WRITTEN TASK → Convert all of the items below into a numbered list, skipping any blank lines. Leave the images out of your answer.

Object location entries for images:
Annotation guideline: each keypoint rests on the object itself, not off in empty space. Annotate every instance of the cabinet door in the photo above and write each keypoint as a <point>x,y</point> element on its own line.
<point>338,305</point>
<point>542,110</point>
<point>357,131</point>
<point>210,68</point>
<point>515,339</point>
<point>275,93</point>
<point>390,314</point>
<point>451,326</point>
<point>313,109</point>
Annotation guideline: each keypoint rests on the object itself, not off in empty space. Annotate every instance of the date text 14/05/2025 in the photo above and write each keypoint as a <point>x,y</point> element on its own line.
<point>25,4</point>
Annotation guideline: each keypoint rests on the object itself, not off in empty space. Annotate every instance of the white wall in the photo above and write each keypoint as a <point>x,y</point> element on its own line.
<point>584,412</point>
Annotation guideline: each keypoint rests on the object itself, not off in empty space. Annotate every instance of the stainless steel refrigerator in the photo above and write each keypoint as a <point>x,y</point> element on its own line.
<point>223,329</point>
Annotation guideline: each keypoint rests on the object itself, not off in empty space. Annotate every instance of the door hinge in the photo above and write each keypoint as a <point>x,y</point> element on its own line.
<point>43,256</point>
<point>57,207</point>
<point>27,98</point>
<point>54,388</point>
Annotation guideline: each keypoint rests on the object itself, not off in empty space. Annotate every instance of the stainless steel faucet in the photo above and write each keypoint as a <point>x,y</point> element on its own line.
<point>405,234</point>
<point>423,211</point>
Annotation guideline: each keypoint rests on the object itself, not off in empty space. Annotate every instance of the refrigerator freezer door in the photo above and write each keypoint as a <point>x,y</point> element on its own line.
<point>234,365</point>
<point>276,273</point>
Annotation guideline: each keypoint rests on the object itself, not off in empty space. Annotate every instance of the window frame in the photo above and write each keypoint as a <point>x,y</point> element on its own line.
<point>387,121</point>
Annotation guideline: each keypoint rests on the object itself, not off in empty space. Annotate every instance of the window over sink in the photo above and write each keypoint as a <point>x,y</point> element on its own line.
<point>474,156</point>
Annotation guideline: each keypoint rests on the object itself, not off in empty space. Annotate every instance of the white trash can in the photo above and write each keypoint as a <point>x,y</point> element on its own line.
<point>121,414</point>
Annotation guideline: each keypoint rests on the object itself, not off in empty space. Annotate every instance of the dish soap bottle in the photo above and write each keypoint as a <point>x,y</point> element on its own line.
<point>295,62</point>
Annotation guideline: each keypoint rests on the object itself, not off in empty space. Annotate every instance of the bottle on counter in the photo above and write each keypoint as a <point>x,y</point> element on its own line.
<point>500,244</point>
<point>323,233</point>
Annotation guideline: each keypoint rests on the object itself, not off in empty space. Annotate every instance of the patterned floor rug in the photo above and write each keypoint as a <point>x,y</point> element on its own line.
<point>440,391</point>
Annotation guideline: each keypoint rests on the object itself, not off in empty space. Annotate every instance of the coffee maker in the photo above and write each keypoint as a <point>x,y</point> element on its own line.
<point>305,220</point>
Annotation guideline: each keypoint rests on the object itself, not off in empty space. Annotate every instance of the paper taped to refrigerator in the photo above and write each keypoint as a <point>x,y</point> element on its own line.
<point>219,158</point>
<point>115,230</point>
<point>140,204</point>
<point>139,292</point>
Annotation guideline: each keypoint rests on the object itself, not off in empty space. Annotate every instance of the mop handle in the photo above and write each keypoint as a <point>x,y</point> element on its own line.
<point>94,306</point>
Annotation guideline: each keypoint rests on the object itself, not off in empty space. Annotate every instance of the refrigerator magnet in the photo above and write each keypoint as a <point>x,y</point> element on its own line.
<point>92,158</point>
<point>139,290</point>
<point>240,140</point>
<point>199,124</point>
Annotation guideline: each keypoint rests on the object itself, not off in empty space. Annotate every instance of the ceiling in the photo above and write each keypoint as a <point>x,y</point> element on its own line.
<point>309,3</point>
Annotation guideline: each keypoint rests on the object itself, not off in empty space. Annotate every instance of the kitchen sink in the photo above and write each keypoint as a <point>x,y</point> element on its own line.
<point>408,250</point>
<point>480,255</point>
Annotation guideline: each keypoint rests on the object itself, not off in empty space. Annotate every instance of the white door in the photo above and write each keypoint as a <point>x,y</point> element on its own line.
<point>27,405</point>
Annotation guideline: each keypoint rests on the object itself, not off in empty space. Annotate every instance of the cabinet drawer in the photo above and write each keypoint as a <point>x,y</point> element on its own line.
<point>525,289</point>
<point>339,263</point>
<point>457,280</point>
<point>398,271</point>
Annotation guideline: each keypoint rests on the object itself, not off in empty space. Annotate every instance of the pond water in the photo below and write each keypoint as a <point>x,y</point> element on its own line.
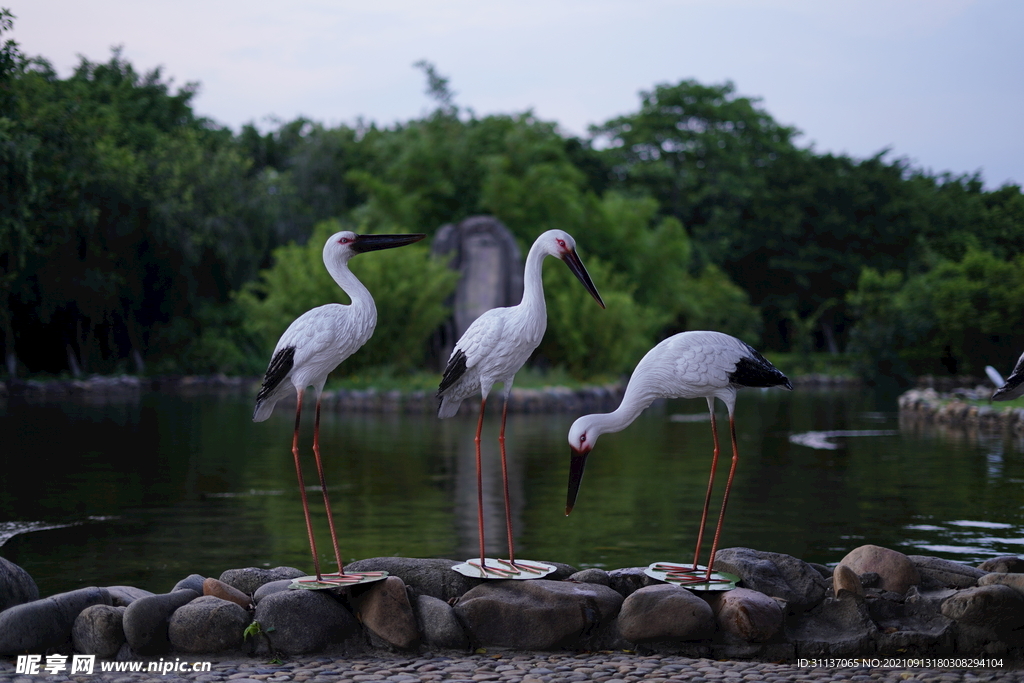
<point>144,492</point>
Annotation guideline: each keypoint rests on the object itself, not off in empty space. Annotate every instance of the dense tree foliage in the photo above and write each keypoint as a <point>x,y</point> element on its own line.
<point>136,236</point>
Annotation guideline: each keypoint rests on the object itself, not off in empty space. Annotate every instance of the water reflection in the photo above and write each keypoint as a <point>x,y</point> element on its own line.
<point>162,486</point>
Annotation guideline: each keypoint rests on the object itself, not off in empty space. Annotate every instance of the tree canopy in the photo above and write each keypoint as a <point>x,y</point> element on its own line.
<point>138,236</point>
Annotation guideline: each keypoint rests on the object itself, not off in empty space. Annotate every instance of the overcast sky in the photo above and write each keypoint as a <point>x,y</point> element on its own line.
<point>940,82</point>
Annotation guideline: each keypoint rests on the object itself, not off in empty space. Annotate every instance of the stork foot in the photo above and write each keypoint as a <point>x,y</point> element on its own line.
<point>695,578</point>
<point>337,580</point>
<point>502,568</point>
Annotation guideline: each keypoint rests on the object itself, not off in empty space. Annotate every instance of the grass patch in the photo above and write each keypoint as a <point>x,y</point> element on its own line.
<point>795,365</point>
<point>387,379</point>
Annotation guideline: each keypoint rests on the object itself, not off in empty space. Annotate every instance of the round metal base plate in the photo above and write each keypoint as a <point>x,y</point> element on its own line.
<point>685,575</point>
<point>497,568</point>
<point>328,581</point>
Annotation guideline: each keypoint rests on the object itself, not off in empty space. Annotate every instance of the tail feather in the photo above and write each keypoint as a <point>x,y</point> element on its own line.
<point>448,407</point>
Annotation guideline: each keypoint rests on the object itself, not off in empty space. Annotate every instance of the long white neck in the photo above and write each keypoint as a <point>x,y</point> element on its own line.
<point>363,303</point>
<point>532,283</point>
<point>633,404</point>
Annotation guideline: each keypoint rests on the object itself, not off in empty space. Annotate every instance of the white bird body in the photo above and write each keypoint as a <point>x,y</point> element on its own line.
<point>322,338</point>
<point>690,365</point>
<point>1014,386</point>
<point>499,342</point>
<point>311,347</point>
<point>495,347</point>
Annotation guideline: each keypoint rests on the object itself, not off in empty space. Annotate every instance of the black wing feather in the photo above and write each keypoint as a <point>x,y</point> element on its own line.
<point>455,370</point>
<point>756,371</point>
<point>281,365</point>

SOLUTION TO THIS PROBLEM →
1. Annotation guideline: each keypoint rests on the object itself, not off in empty space. Annotate every instance of the cabinet door in the photo above and write each keypoint as a <point>x,y</point> element on its own line.
2. <point>338,305</point>
3. <point>542,110</point>
4. <point>357,131</point>
5. <point>210,68</point>
6. <point>515,339</point>
7. <point>275,93</point>
8. <point>390,314</point>
9. <point>451,326</point>
10. <point>313,109</point>
11. Annotation guideline: each keypoint rests on the object itself, not off in empty space. Annotate every instance of the date text 14/05/2025 in the photo above and write each keypoint as a <point>x,y</point> element on its own line.
12. <point>25,4</point>
13. Annotation guideline: each keypoint rests on the object itself, not off in empty space. Annotate every instance of the white wall in the photo above and write each keypoint as a <point>x,y</point> element on its own line.
14. <point>584,412</point>
15. Annotation guideline: each keypoint rests on the object itself, not off in empty space. Annotate every instance of the stainless steel refrigerator in the photo above and write each keypoint as a <point>x,y</point> element on its own line.
16. <point>223,329</point>
17. Annotation guideline: each keypoint rests on the object itself, not off in empty space. Annotate every instance of the door hinge in the photo above and write each keypoint as a <point>x,y</point> element on its own line.
18. <point>43,256</point>
19. <point>57,207</point>
20. <point>27,98</point>
21. <point>54,388</point>
22. Annotation guideline: each keypoint rests on the object itself, not off in empty space. Annotate every instance of the stainless steel faucet in the photo above and write each keypoint as a <point>x,y</point> element on its own line.
23. <point>405,234</point>
24. <point>423,211</point>
25. Annotation guideline: each keypoint rests on the object itself, not off in empty space. Annotate every instance of the refrigerator freezer door in the photo above and write each keypoint as a <point>x,y</point> element on its own line.
26. <point>234,365</point>
27. <point>276,273</point>
28. Annotation guideline: each keypoint rests on the object itself, not off in empty space. Annotate every instance of the window frame in the photo above and write each keypoint as a <point>x,y</point> element on its own line.
29. <point>387,121</point>
30. Annotation guideline: each keypoint rests on the object itself, not off in empty space. Annotate every instance of the window over sink in the photo above and write each keypoint as a <point>x,y</point> element on its own line.
31. <point>474,156</point>
32. Annotation guideline: each keypoint rests on the object itself, not off in empty space. Annotate every instance of the white trash can in the photo above and write each keypoint as a <point>x,y</point> element on its own line.
33. <point>121,414</point>
34. Annotation guideline: each keypoint rests on the object itself, not off in empty space. Annotate every instance of the dish soap bottle in the photo above and write each keypoint as a <point>x,y</point> element on its own line.
35. <point>295,62</point>
36. Annotation guideline: each keypoint rests on the object itself, not off in empty space. Annotate every instance of the bottle on counter in the photo above and write each keypoint as a <point>x,y</point> element on its own line.
37. <point>500,244</point>
38. <point>323,233</point>
39. Annotation guideline: each keypoint rests on the object itself, not off in empty space. Annotate every instance of the patterned floor rug in the photo above and write each keypoint as a <point>x,y</point> element on its own line.
40. <point>440,391</point>
41. Annotation guideline: each keypoint rests on the object itself, not off in empty space. Annotate every instance of the coffee maker in the photo above and write each keypoint as a <point>x,y</point> element on its own line.
42. <point>305,220</point>
43. Annotation guideline: each keypoint rests on the object itself, not off in empty space. Annotate every instance of the paper taped to refrigerator in the photo above and write each keypoint as a <point>x,y</point> element on its own line.
44. <point>219,158</point>
45. <point>115,230</point>
46. <point>140,204</point>
47. <point>139,292</point>
48. Annotation guideline: each keypoint rests on the object itself, not off in empty space. Annotate every instance of the mop handle in the photo above and write each keypoint as a <point>x,y</point> element on its own line.
49. <point>94,306</point>
50. Annotation guideline: each keypoint rests on the object itself, not off in empty space. Annotate every instance of the refrigerator magnet in the photo above and write each keypoint as a <point>x,y</point> element on its own line.
51. <point>92,158</point>
52. <point>139,290</point>
53. <point>240,140</point>
54. <point>199,124</point>
55. Annotation guideline: each keypoint rests on the object itself, not off in empty space. Annotate every instance of the ceiling in the photo above and write each keypoint as a <point>x,y</point> element on its own line.
56. <point>309,3</point>
57. Annotation guideline: each keypoint rests on the object itself, not off in empty space. Annotate every instance of the kitchen sink in the photo above and write each keypoint as a <point>x,y</point> element on its own line.
58. <point>408,250</point>
59. <point>480,255</point>
60. Annotation guideline: each keypoint rests on the object itself, not off in empty space. Annotate every instance of the white door in the photo above and write each keypoint as a <point>x,y</point> element on its own line.
61. <point>27,405</point>
62. Annotation guideline: each keypoint rests on the object itself, not off in empty space. Annotate every instance of the cabinet drawer in the photo above and write each keypoint as a <point>x,y</point> element on its own line.
63. <point>525,289</point>
64. <point>339,263</point>
65. <point>457,280</point>
66. <point>398,271</point>
67. Annotation guideline: each keypoint rests on the object itself, not off in empty space. Annotate every instance of the pond water in the photo below and write each keypoint as a <point>x,y</point> element on its own line.
68. <point>144,492</point>
69. Annotation guideline: each keypoint rests on the object itself, not off in empty space. Annotate every instance of the dense tree foliage in the photo above and write each keypoint as a <point>x,y</point> element on its own line.
70. <point>136,236</point>
71. Annotation guideline: each keypoint rests on the object itself, not off in empty space. Annotate every instance of the water reflection in the photo above and write each keypoint as a <point>x,y</point> element on its own line.
72. <point>162,486</point>
73. Annotation guideline: each keypoint rests on the object itself, not off in empty space. Annotate every instance of the tree canopy in the photo above and write each keypoint as a <point>x,y</point> element on its own line.
74. <point>138,236</point>
75. Annotation guideline: each keypoint rests on the object itself, not off in empty space. Annotate every instance of the overcast sky in the photo above and write each keypoint as a <point>x,y</point> element on its own line.
76. <point>940,82</point>
77. Annotation guideline: each keypoint rests on the object itself, not off in empty space. Annotate every instance of the stork foot in the photo above and write each keypoint as a <point>x,y</point> element on its own line.
78. <point>695,578</point>
79. <point>337,580</point>
80. <point>502,568</point>
81. Annotation guideline: each keypoint rests on the object itself, not off in empty space. Annotate every instance of the grass patch in the photo above and write each keypoint as a <point>x,y</point> element on its own line.
82. <point>795,365</point>
83. <point>387,379</point>
84. Annotation guideline: each keypoint rests on the object itself, not off in empty space. Annotate every instance of the round metal base plate in the photo above and write each keypoint as a <point>x,y</point> element on its own line.
85. <point>685,575</point>
86. <point>497,568</point>
87. <point>328,581</point>
88. Annotation guideline: each keypoint rests on the object itself, not off in empty space. Annotate every instance of the tail feather in the photo above and write each keypoint as a <point>x,y</point> element on its own line.
89. <point>448,407</point>
90. Annotation guideline: each keypoint rests on the object itself, not off in empty space. Annotate every instance of the long white neck in the photo above and write each keypoint as a <point>x,y</point> element on its own line.
91. <point>363,303</point>
92. <point>532,283</point>
93. <point>633,404</point>
94. Annotation guideline: each keypoint rests on the object itself, not off in empty space. Annotate every instance of the white bird body in the photo above and write each keypoint as a <point>x,y</point> element on its own line.
95. <point>322,338</point>
96. <point>690,365</point>
97. <point>1014,386</point>
98. <point>499,342</point>
99. <point>311,347</point>
100. <point>495,347</point>
101. Annotation guideline: each keypoint rests on the object itself, not off in empty space. Annotate every instance of the black wing feather in the photo above and write each keypoint as a <point>x,y</point> element on its own line.
102. <point>455,370</point>
103. <point>756,371</point>
104. <point>281,365</point>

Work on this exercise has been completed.